» **PROBLEMS TO WORK ON**
1. Retype the passage of the forum thread about DirecTV and TiVo that begins with the words "I see. Around" and ends with "only hope so.".
2. Write what comes next in the forum thread about DirecTV, TiVo and HD cable, picking up right after its final sentence.

I guess I am really and truly screwed then. No new HD Tivo will be able to record anything from new HD DirecTV, ever, it seems.

So the dilemma is then to use the very poor DVR that DirecTV is now offering, or switch to HD cable and get an HD cablecard Tivo.

Good grief, what a choice: terrible DVR and good HD satellite signals, or great Tivo and terrible HD cable signals (and price).  

What choices here are other folks making?


----------



## maharg18 (Dec 4, 2002)

As much as I despise Comcast, I will seriously considering going back to them when the Series 3 comes out. 

Also, concerning HD quality, Directv is widely regarded as having the worst quality at this point due to compression and downrezzing. Hopefully that will change someday, but for the time being most HD on cable should be superior.


----------



## Hobbit (Sep 2, 2005)

I see. Around here it is Time Warner instead of Comcast. I'll have to check out what they are offering now.

I admit the last I looked at Time Warner cable was many years ago when I got fed up with ever increasing prices, no additional channels, and terrible quality SD signals and switched to DirecTV. Maybe they have made big improvements since then. I can only hope so.

Sounds like I'm going to have to turn in my DirecTV badge and go back to cable.

If this is what Murdoch wanted when he ousted Tivo, then that's what's he's going to get.


----------



## DesignDawg (Aug 10, 2005)

Hobbit said:


> So the dilemma is then to use the very poor DVR that DirecTV is now offering, or switch to HD cable and get an HD cablecard Tivo.


Well, no, not really. Unless you are talking about the HR10-250 being the "very poor DVR", you don't have this as an option. There is no non-TiVo HD DVR for DirecTV yet. --And won't be for a good while most likely. Yes, the R15 is very poor, no doubt. But not by design. It's buggy. When the bugs get worked out, it will be a fantastic box. And that may very well be before the HD version is on the shelves. So you have some time before you really know what your options are. Keep an open mind. The HD DVR DirecTV puts out may not be bad at all...

Ricky

Another thing to note: the only comments I ever see about DirecTV's HD signals are that they suck. Everyone calls them "HD-Lite", and claim that the OTA HD channels look so much better. COnversely, most of the people I know who have HD cable (We're Time Warner around here) are blown away by the quality. YMMV of course, but I wouldn't assume DirecTV=great HD and cable=terrible HD.

» **Items from a point labeling set**
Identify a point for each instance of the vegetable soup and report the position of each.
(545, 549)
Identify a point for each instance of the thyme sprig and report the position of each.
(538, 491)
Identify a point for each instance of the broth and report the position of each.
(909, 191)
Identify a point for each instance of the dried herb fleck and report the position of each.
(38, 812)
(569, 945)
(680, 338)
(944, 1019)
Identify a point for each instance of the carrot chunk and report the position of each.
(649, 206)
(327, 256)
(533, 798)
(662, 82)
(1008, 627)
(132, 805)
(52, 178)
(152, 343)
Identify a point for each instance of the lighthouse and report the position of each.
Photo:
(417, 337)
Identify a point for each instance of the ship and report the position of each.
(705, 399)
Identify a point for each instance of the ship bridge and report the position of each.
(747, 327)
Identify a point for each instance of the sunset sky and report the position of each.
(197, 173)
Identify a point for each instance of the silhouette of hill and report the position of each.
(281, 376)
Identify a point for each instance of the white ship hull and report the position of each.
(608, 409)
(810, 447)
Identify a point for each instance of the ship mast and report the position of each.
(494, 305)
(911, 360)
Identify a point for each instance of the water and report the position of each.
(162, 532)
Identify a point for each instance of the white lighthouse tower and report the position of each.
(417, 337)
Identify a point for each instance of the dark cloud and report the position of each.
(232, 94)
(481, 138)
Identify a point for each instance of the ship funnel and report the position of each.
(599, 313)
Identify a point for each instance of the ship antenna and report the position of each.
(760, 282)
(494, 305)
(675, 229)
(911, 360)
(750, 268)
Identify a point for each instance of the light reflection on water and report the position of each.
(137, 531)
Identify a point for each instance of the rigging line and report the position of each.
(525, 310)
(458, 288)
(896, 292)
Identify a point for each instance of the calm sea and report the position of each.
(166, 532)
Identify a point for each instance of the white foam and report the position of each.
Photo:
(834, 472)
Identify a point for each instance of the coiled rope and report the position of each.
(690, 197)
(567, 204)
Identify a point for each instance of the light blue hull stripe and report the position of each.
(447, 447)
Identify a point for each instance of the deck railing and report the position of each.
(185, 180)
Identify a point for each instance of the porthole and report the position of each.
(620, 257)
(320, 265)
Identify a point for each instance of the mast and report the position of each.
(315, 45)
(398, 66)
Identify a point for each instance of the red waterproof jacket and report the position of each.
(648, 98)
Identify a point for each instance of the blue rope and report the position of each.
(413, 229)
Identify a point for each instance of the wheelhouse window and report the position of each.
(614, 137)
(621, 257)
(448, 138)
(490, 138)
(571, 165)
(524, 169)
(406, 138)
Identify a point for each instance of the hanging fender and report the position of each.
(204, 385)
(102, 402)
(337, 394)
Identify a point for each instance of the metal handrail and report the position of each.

» **ANSWERS FOR THE TASKS**
1.
I see. Around here it is Time Warner instead of Comcast. I'll have to check out what they are offering now.

I admit the last I looked at Time Warner cable was many years ago when I got fed up with ever increasing prices, no additional channels, and terrible quality SD signals and switched to DirecTV. Maybe they have made big improvements since then. I can only hope so.

2.
----------



## tbeckner (Oct 26, 2001)

Hobbit said:


> Ah! Thanks, that's what I missing.
> 
> I didn't know that the HD Tivo replaced the cable box. That's what the cablecard stuff is all about then. I thought it was just a rule that allowed external boxes to control cable boxes. I didn't realize it was for replacing the cable box itself.


But based upon the information that I have, it will not replace the cable box completely. Cablecards will not allow PPV purchases and OnDemand viewing, which could be big if you want to use bundled OnDemand like our cable system does with HBO.


----------



## tbeckner (Oct 26, 2001)

DesignDawg said:


> Yes, the R15 is very poor, no doubt. But not by design. It's buggy. When the bugs get worked out, it will be a fantastic box.


Based upon the current design and feature set of the "Other DVR", to a DirecTiVo user it will likely never be a "fantastic box", but just another DVR or worst depending upon the features the TiVo user uses.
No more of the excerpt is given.